Short version: Pasta with meat sauce, garlic bread, roasted mushrooms/bell peppers/onion, frozen green beans

Long version: We went to church in the afternoon this day, so we didn't get home until about 4:45 p.m.

It would have been earlier, except the children LOVE to run laps around this church and have to be forcibly dragged into the car to go home. Fun.

I made the meat sauce and roasted the vegetables earlier in the day, as well as shaped the loaf of dough for the garlic bread. Right before we left, I boiled water in my enameled cast iron pot and then turned it off.

So when we got home, the water was still pretty hot and came to the boil in the same amount of time it took to pre-heat the oven for the bread. The pasta cooked while the bread baked. I re-heated the sauce and vegetables, microwaved the green beans, and we were eating by 5:30 p.m. Yay me.


Short version: Pulled pork sandwiches, Grandma Brown's baked beans, green salad, Rafael's calabaza

Long version: I didn't really plan on having two New York State products with our dinner--Dinosaur BBQ Sauce and the baked beans--on the same night that A. left for a week in New York, but that's what happened. It seemed appropriate.

The boys decided they'd like to keep to our Advent rule of only having a homemade dessert on Sundays, but they lost the privilege of dessert because of bad behavior earlier in the day.

### DIRECTION A
Repeat the passage of the dinner post from "Short version: Pasta" to "go home. Fun.".

### DATA LINES
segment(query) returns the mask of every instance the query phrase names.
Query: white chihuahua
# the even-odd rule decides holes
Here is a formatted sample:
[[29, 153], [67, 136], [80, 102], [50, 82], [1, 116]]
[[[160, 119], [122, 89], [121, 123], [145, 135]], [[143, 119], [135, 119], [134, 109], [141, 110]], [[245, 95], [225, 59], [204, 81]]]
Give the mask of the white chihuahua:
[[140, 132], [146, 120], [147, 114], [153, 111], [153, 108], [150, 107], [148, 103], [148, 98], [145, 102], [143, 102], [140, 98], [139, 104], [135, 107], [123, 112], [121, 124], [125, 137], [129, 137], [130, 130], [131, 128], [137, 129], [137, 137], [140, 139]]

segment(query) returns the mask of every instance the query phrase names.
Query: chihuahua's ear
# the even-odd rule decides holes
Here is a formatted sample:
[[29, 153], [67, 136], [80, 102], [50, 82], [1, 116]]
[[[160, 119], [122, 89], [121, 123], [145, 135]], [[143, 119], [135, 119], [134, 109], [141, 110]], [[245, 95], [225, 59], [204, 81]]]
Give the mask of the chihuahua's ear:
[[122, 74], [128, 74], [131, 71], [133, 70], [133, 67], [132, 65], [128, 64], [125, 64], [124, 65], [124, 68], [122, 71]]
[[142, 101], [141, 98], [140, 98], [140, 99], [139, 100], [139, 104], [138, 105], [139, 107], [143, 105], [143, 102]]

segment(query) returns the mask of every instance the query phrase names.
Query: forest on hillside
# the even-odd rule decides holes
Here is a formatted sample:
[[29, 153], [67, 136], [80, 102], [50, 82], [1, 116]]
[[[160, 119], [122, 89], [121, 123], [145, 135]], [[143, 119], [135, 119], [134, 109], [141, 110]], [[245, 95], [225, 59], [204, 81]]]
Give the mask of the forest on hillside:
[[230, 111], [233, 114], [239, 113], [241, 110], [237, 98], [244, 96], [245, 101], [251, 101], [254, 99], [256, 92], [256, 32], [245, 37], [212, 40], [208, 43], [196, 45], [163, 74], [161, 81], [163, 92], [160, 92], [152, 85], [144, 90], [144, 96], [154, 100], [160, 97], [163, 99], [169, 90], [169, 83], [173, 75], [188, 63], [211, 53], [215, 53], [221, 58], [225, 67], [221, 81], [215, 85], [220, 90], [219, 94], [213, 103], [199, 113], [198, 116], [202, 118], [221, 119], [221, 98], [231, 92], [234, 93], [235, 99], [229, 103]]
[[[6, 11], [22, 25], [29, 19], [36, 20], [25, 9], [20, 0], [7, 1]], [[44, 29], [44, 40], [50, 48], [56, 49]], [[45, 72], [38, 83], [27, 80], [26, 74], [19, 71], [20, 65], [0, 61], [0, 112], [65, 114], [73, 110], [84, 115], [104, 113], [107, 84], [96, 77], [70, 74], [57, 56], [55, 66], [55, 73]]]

### DIRECTION B
Rewrite the records from their first line through the line with "137], [140, 139]]", both included, swapping "mask" for "outline" and leaving everything else unchanged; return only those lines.

### PROBLEM SOLUTION A
Short version: Pasta with meat sauce, garlic bread, roasted mushrooms/bell peppers/onion, frozen green beans

Long version: We went to church in the afternoon this day, so we didn't get home until about 4:45 p.m.

It would have been earlier, except the children LOVE to run laps around this church and have to be forcibly dragged into the car to go home. Fun.

### PROBLEM SOLUTION B
segment(query) returns the outline of every instance the query phrase names.
Query: white chihuahua
# the even-odd rule decides holes
Here is a formatted sample:
[[29, 153], [67, 136], [80, 102], [50, 82], [1, 116]]
[[[160, 119], [122, 89], [121, 123], [145, 135]], [[143, 119], [135, 119], [134, 109], [141, 110]], [[245, 95], [225, 59], [204, 81]]]
Give the outline of the white chihuahua:
[[140, 132], [146, 120], [147, 114], [153, 111], [153, 108], [150, 107], [148, 103], [148, 98], [145, 102], [143, 102], [140, 98], [139, 104], [135, 107], [123, 112], [121, 124], [125, 137], [129, 137], [130, 130], [131, 128], [137, 129], [137, 137], [140, 139]]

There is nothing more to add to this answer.